## Request
Rescale the lines of the listing between the line holding "this form: (108,256)." and the line holding "Target: printed document on table", inclusive, giving every one of those lines again in full. Multiply only the point coordinates in the answers by 0.7 and round them to whole numbers, halves up, leaving every other number, the sample coordinates included, unchanged.

Excerpts from a pointing dataset
[START]

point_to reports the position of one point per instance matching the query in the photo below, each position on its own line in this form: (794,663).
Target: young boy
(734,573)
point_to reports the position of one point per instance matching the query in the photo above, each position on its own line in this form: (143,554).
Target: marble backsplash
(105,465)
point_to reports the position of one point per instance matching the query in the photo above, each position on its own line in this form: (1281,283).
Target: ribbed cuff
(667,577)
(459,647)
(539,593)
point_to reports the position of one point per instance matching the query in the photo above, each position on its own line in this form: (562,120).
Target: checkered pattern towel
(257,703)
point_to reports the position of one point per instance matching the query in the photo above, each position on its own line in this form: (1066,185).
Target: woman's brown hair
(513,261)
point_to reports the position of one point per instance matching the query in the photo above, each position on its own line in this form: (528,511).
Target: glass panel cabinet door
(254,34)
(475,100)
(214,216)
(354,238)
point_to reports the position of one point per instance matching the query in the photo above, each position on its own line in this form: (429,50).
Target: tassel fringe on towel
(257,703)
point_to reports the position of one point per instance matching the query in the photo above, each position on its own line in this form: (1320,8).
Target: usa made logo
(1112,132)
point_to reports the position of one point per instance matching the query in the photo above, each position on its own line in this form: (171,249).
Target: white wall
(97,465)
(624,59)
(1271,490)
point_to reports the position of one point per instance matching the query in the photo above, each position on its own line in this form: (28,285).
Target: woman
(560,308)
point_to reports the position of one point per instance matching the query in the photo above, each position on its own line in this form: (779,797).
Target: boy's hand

[END]
[START]

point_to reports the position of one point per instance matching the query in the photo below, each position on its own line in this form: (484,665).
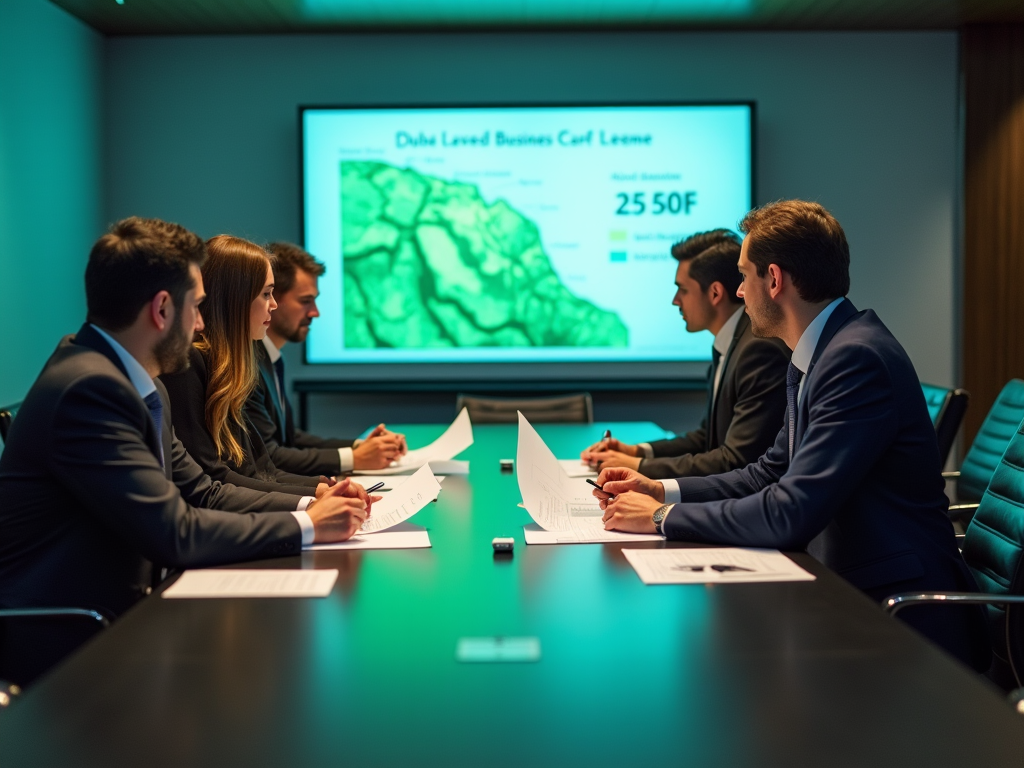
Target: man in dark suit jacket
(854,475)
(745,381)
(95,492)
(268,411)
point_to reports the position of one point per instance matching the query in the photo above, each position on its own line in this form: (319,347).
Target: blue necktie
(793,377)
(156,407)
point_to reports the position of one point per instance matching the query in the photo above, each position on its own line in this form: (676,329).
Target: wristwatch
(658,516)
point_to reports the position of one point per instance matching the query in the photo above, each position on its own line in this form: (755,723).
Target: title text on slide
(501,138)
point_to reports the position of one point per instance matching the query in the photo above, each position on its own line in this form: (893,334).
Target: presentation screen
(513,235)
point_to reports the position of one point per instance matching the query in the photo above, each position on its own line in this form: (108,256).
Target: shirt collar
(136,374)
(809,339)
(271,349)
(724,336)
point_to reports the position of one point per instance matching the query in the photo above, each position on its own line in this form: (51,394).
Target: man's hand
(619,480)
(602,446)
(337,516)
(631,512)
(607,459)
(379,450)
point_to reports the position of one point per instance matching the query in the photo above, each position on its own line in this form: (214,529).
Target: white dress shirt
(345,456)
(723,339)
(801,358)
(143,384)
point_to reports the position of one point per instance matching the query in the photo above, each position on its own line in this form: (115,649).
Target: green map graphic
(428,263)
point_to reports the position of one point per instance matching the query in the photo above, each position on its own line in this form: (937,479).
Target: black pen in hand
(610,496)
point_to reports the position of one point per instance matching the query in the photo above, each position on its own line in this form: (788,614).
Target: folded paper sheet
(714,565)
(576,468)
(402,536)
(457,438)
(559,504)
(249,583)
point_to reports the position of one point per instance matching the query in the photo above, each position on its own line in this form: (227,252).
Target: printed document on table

[END]

## Response to this task
point_to reports the position of one point per instance matching the query in the photo above, each position on its own line in this form: (108,256).
Target: shirt collar
(95,262)
(566,237)
(190,244)
(507,235)
point_to reports the position of one point per instance matching the query in the photo above, each position on its own line in this form: (51,394).
Target: man's hand
(433,336)
(421,312)
(236,361)
(442,358)
(425,321)
(265,315)
point_to reports the position of one point per instance matching the query in the photo above, each position on its own line in this form: (214,529).
Target: white dress shirt
(242,319)
(506,237)
(561,251)
(100,269)
point_to reports the position of one point per instance matching the query in the photo above, each position on its own line in this form: (115,649).
Target: green map graphic
(300,184)
point_to reports the position of one point per instance matching the query in the photo above, each position on its own line in this form: (937,479).
Target: black pen in hand
(427,347)
point_to reports the position of one point per instance matching the query in the photo above, each position on its own line in this form: (788,614).
Target: folded paper sheet
(500,396)
(403,328)
(281,375)
(320,307)
(391,353)
(174,408)
point_to reports the position of one point per instance matching the query in the photo above, each position on its own line in this form: (227,252).
Target: printed document on table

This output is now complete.